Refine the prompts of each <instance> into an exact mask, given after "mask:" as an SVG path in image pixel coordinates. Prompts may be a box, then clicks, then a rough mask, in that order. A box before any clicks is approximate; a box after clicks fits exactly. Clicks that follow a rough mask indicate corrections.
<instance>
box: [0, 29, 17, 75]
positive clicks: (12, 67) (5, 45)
==
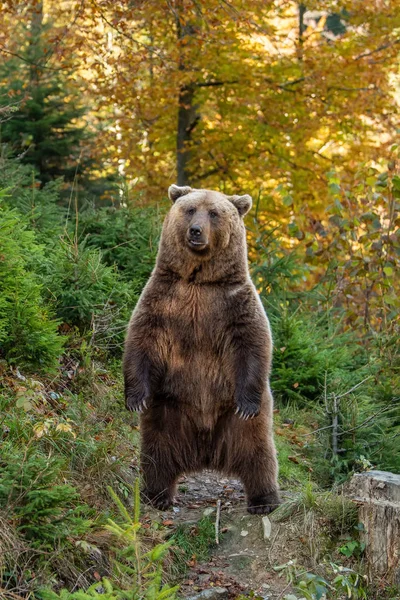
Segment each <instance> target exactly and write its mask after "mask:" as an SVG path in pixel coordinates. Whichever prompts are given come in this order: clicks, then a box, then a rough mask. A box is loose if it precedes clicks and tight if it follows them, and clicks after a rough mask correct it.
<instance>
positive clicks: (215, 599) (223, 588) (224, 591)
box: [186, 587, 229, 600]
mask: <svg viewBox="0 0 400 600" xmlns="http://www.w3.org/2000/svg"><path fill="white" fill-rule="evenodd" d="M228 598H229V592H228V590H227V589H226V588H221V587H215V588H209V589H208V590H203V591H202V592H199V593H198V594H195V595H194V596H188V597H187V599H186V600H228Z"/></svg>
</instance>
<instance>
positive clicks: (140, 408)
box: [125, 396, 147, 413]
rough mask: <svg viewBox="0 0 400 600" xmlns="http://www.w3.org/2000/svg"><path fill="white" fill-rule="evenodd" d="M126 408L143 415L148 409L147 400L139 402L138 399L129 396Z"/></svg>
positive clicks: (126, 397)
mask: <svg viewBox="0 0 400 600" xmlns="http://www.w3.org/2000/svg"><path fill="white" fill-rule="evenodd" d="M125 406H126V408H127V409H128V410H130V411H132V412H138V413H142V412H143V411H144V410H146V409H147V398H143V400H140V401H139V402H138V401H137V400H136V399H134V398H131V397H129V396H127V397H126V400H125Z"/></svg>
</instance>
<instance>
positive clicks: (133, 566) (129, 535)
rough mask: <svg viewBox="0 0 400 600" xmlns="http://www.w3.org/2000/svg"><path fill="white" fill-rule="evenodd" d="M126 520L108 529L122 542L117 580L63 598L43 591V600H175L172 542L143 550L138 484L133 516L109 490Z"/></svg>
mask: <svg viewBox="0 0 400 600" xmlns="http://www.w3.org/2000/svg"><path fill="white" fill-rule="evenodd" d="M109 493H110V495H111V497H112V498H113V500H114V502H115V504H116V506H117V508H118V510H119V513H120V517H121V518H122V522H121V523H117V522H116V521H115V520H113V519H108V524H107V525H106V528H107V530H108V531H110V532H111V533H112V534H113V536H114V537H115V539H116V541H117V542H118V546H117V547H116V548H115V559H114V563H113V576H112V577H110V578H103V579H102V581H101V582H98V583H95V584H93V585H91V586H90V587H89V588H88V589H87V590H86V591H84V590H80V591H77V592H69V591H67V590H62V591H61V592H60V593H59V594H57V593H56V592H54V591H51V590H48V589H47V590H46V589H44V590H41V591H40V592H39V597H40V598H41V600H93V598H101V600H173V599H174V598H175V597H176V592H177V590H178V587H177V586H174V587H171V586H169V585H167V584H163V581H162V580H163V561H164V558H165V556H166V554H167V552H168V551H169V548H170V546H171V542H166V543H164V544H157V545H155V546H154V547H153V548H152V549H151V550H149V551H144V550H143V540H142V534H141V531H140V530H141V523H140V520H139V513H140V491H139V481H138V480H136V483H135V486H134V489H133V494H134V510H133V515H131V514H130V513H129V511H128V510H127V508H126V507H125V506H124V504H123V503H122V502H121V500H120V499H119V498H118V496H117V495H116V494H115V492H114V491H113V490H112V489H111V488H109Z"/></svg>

● **Problem requirements**
Arrange the lines of the records as a JSON list of strings, one string per line with blank lines left out, starting at the line that contains "Refine the prompts" and ending after the line that contains "positive clicks: (12, 67) (5, 45)".

● **Task answer**
[
  "Refine the prompts of each <instance> into an exact mask, given after \"mask:\" as an SVG path in image pixel coordinates. Prompts may be a box, then clicks, then a rough mask, in that order. A box before any clicks is approximate; a box after clicks fits exactly. Clicks that follow a rough mask indicate corrections.",
  "<instance>",
  "box: [0, 29, 17, 75]",
  "positive clicks: (12, 67) (5, 45)"
]